ОПИСАНИЕ ЗАДАНИЯ
Продолжите текст писем о поездке с выступлениями по южным городам, начиная сразу после последнего приведённого в нём предложения.

══ ОТРЫВОК ══

Ослепительно было бы, конечно, увидеть Кису на ялтинском балкончике!.. Но обломок червонца крошится, а других обломков нет и неизвестно.
По моим наблюдениям я стал ужасно пролетарский поэт: и денег нет, и стихов не пишу.
Родненький Лисик, ответь, пожалуйста, сразу.
Ты, должно быть, не представляешь себе, как я тоскую без ваших строк. Целую и обнимаю тебя, родненькая, и люблю.
Весь твой
Счен.
Ужасно целую Осика.
[Краснодар, 29 ноября 1926 г.]
Дорогой-дорогой, милый, родной
и любимый кисячий детик лис[2].
Я дико скучаю по тебе и ужасно скучаю по вас всех (по «вам всем»?)[3].
Езжу как бешеный.
Уже читал: Воронеже, Ростове, Таганроге, опять Ростове, Новочеркасске и опять два раза в Ростове; сейчас сижу Краснодаре, вечером буду уже не читать, а хрипеть – умоляю устроителей, чтоб они меня не возили в Новороссийск, а устроители меня умоляют, чтоб я ехал еще и в Ставрополь.
Читать трудновато. Читаю каждый день, например, в субботу читал в Новочеркасске от 8 1/2 вечера до 12 3/4 ночи; просили выступить еще в 8 часов утра в университете, а в 10 – в кавалерийском полку, но пришлось отказаться, так как в 10 часов поехал в Ростов и читал с 1 1/2 в РАППе до 4.50, а в 5.30 уже в Ленинских мастерских, и отказаться нельзя никак: для рабочих и бесплатно!
Ростов – тоже не роза!
Местный хроникер сказал мне, гуляя по улице:
«Говорят – гений и зло несовместимы, а у нас в Ростове они слились вместе». В переводе это значит, что у них несколько месяцев назад прорвались и соединились в одно канализационные и водопроводные трубы! Сейчас сырой воды не пьют, а кипяченую советуют пить не позже, чем через 4 часа после кипения, а то говорят, что какие-то «осадки».

═══
══ СОХРАНЁННЫЕ СТРОКИ ══

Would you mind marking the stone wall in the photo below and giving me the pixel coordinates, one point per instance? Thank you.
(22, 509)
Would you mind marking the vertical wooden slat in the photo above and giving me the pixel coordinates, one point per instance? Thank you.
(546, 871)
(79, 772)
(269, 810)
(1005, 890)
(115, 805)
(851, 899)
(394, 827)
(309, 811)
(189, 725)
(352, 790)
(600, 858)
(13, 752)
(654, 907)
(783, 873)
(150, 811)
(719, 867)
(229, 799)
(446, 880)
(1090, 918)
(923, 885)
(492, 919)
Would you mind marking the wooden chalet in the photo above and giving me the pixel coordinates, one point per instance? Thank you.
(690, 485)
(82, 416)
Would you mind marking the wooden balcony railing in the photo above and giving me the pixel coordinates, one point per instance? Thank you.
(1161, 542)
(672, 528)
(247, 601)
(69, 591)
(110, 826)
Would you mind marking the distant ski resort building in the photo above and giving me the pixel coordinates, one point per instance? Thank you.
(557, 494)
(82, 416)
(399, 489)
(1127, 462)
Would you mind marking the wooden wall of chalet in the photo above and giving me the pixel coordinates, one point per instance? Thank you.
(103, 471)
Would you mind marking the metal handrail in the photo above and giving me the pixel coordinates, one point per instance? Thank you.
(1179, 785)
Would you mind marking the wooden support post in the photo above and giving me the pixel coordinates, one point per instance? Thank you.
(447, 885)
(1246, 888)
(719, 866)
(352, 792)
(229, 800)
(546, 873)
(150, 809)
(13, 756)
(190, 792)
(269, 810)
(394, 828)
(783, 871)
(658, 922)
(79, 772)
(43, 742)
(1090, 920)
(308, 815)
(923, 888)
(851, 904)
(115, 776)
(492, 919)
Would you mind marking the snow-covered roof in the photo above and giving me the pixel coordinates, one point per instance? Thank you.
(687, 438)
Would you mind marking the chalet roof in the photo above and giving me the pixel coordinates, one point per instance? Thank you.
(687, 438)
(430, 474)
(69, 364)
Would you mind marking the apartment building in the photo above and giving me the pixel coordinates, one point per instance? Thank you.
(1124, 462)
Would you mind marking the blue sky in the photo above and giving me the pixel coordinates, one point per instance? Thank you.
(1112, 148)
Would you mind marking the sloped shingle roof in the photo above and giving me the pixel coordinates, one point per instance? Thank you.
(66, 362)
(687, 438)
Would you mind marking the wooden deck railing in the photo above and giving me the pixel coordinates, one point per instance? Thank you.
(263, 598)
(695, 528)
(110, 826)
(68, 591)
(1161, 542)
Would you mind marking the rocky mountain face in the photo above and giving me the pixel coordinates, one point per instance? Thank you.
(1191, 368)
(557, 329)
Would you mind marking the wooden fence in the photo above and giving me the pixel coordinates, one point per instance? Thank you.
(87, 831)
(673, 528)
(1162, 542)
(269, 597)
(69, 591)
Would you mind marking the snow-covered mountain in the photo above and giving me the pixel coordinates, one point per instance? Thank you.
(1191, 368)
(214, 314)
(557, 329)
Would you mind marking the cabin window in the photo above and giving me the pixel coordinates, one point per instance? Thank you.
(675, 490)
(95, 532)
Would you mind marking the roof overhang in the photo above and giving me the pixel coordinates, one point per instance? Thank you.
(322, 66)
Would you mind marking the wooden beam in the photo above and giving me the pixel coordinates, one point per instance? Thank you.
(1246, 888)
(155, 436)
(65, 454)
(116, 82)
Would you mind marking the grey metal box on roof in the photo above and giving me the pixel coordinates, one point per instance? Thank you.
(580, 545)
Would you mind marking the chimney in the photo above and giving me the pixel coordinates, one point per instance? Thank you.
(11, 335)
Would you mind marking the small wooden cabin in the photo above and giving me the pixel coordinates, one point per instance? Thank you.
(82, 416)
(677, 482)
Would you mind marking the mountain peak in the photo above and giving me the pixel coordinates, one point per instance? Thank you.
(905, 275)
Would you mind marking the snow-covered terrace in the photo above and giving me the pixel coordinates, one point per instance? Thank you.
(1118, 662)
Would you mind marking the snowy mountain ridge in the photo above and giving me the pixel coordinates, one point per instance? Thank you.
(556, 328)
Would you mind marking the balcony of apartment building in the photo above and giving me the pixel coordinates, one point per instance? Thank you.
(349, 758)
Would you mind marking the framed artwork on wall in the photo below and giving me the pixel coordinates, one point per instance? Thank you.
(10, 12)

═══

ОТВЕТ НА ЗАДАНИЕ
Можешь себе представить, что я делал в Ростове!
Я и пил нарзан, и мылся нарзаном, и чистился – еще и сейчас весь шиплю.
Чаев и супов не трогал целых три дня.
Такова интеллектуальная жизнь.
С духовной и романтической стороной тоже не важно.
Единственный романтический случай и тот довольно странный. После лекции в Новочеркасске меня пригласил к себе в кабинет местный профессор химии и усердно поил меня собственным вином собственных лоз из мензурок и пробирок и попутно читал свои 63-летние стихи. Так как вино было замечательное, а закуски никакой, кроме разных «марганцев да ангидридов», то пришлось очень быстро повеселеть и целоваться с влюбленным в поэзию химиком.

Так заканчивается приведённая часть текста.